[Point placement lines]
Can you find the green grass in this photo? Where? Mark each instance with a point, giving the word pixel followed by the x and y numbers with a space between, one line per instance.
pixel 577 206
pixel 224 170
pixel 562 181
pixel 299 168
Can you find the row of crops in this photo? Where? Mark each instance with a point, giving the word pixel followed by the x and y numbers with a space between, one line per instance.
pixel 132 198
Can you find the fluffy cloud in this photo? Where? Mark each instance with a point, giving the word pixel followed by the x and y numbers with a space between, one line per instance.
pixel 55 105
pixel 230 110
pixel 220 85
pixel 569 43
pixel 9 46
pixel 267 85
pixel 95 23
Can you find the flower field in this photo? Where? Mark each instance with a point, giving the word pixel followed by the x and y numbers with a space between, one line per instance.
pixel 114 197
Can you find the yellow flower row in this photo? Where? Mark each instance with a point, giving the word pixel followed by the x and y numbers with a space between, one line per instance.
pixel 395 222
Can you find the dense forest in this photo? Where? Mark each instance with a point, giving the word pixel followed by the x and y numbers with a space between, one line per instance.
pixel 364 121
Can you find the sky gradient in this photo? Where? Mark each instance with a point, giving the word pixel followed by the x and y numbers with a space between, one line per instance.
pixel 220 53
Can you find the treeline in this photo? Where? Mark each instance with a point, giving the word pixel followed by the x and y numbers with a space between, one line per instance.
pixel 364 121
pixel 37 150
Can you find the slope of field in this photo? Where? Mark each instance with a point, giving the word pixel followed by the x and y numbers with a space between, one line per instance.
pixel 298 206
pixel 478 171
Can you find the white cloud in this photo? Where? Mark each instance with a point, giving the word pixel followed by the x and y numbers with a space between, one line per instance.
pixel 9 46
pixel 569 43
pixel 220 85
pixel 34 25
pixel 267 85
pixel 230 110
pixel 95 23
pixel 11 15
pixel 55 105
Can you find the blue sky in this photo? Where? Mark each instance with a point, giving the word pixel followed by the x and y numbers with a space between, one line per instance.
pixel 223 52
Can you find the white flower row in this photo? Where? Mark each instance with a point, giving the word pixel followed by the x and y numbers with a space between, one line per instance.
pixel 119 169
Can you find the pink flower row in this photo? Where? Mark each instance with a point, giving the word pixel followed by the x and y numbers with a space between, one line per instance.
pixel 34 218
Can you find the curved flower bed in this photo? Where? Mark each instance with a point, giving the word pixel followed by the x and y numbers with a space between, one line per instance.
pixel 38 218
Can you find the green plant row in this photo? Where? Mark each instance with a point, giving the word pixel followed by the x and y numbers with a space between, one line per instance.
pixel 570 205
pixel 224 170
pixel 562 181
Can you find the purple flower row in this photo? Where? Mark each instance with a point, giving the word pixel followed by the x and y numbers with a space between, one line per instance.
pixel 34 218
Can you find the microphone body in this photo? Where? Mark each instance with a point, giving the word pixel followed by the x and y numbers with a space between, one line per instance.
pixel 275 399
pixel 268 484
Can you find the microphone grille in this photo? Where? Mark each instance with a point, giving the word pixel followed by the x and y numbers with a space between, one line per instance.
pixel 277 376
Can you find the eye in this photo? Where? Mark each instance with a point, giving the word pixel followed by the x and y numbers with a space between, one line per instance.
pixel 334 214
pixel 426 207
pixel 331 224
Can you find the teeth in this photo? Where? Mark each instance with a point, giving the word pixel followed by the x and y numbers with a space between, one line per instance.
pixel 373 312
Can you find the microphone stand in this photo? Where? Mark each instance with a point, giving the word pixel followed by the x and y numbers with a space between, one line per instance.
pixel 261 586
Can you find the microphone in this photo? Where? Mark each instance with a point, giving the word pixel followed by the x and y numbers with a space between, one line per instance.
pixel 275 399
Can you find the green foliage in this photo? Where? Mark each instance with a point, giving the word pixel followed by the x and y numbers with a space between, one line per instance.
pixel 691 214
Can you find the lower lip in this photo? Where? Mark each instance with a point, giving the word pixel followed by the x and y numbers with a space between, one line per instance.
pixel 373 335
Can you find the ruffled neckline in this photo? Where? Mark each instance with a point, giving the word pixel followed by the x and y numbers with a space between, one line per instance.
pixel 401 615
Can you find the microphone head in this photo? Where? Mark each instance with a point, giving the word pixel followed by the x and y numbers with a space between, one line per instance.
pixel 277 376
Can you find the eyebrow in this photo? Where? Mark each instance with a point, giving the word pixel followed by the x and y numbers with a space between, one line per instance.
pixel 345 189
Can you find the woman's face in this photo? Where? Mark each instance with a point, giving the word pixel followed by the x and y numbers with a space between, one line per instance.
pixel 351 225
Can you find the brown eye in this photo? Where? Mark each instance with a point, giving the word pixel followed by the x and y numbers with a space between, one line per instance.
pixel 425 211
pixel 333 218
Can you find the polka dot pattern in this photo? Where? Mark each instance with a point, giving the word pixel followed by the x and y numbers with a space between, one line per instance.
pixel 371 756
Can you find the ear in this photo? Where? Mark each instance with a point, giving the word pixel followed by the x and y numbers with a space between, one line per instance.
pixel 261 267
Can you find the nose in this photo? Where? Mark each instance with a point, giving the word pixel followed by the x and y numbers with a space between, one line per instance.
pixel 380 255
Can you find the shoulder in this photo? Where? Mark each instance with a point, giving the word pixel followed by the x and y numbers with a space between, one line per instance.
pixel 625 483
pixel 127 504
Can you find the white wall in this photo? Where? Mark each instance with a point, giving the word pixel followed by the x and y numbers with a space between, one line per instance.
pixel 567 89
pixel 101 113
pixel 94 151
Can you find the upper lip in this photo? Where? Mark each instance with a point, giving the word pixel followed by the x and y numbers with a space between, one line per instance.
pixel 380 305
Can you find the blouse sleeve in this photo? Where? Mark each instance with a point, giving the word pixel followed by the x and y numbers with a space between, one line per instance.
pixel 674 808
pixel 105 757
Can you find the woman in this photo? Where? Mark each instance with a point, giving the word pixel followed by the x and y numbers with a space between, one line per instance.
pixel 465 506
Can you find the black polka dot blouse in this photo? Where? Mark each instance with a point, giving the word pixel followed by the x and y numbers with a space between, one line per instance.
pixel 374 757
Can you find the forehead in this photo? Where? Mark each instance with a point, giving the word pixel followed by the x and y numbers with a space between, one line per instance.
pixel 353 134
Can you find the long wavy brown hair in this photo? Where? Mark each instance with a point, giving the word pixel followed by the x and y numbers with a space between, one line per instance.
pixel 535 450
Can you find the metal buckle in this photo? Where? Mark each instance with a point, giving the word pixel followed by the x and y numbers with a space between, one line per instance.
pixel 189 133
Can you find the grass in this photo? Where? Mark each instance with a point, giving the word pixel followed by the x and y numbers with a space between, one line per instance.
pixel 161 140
* * *
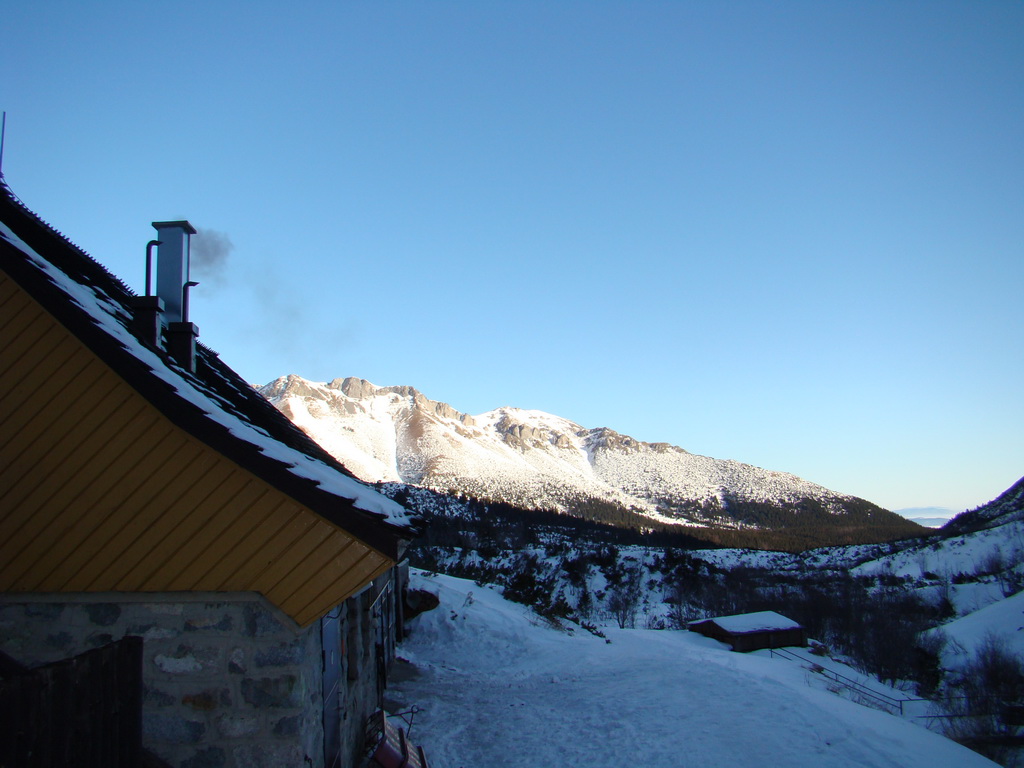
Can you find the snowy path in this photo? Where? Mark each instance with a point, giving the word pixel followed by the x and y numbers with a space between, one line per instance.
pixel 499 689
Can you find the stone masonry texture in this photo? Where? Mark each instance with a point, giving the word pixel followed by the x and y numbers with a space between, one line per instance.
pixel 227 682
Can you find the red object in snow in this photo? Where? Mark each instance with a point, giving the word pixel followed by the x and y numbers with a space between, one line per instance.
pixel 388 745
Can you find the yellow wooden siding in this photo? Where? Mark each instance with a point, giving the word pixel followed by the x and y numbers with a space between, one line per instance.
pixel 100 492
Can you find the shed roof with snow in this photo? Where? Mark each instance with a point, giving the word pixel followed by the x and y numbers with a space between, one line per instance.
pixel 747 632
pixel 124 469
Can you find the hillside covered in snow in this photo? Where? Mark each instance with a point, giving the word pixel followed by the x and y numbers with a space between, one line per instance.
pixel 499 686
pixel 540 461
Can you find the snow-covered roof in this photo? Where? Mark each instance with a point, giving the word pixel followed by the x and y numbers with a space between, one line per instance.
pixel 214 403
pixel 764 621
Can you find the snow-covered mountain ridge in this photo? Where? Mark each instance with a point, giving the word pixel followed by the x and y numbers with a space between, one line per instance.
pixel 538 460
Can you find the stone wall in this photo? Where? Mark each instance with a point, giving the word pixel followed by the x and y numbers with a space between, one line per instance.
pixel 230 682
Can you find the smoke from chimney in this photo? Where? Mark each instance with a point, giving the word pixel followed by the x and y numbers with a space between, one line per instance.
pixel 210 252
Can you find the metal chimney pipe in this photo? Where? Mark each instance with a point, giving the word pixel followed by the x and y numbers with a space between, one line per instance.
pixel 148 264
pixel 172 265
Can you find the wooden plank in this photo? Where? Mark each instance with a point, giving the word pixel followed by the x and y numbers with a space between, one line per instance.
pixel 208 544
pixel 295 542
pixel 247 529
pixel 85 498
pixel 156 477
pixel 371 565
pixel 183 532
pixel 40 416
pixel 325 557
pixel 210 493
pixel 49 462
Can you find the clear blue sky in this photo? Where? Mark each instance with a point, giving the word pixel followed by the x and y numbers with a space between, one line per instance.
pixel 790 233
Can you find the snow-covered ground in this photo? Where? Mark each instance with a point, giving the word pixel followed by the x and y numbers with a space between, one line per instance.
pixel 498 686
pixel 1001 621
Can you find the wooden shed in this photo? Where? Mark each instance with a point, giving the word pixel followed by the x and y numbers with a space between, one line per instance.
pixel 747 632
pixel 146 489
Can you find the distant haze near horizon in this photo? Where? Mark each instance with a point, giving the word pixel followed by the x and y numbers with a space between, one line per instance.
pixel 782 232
---
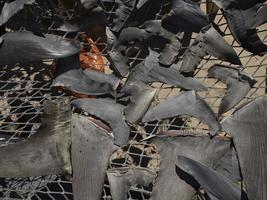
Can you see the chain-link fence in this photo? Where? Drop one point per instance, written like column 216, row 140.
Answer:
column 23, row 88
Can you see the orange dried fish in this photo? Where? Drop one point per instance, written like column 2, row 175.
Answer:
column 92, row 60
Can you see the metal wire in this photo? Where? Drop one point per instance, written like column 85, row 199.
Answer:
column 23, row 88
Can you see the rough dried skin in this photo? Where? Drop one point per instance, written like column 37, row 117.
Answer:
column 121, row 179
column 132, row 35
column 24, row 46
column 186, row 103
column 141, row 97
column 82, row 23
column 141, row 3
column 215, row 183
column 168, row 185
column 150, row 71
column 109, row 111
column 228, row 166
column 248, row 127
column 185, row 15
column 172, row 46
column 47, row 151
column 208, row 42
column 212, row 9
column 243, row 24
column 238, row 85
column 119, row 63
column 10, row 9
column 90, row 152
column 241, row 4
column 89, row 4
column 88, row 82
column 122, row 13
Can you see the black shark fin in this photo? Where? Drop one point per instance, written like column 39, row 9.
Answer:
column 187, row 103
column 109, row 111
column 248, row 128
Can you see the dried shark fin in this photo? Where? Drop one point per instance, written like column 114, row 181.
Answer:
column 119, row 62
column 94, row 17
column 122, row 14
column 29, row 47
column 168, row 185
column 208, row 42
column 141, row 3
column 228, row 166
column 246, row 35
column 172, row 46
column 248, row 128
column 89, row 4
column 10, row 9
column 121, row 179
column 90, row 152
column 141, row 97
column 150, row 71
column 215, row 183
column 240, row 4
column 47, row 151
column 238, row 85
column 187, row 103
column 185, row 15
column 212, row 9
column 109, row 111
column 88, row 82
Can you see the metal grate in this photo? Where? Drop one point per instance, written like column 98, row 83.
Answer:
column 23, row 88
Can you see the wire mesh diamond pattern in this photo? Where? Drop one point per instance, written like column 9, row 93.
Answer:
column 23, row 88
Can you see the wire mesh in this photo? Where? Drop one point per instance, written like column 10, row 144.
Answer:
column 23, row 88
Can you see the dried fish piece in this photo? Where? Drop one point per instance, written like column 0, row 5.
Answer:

◆ What you need to do ◆
Lay out the lines starting at the one containing "Can you find the microphone grille" and ending at the one containing "pixel 373 312" as a numbered list, leaving out any blank lines.

◆ Solution to the exercise ◆
1. Can you find the microphone grille in this photo? Where? Mark each instance with a point, giving the word pixel followed by the x and y numbers with a space between, one line per instance.
2. pixel 277 376
3. Can you find the eye in this photo? Where? Mark each instance with a point, giving the word pixel followed by the x and y numbers with a space between, one line per instance.
4. pixel 334 214
5. pixel 426 207
6. pixel 331 224
7. Can you find the teeth in this photo? Where? Mark each instance with a point, giving the word pixel followed by the x and y numbers with a space between, one line per instance.
8. pixel 373 312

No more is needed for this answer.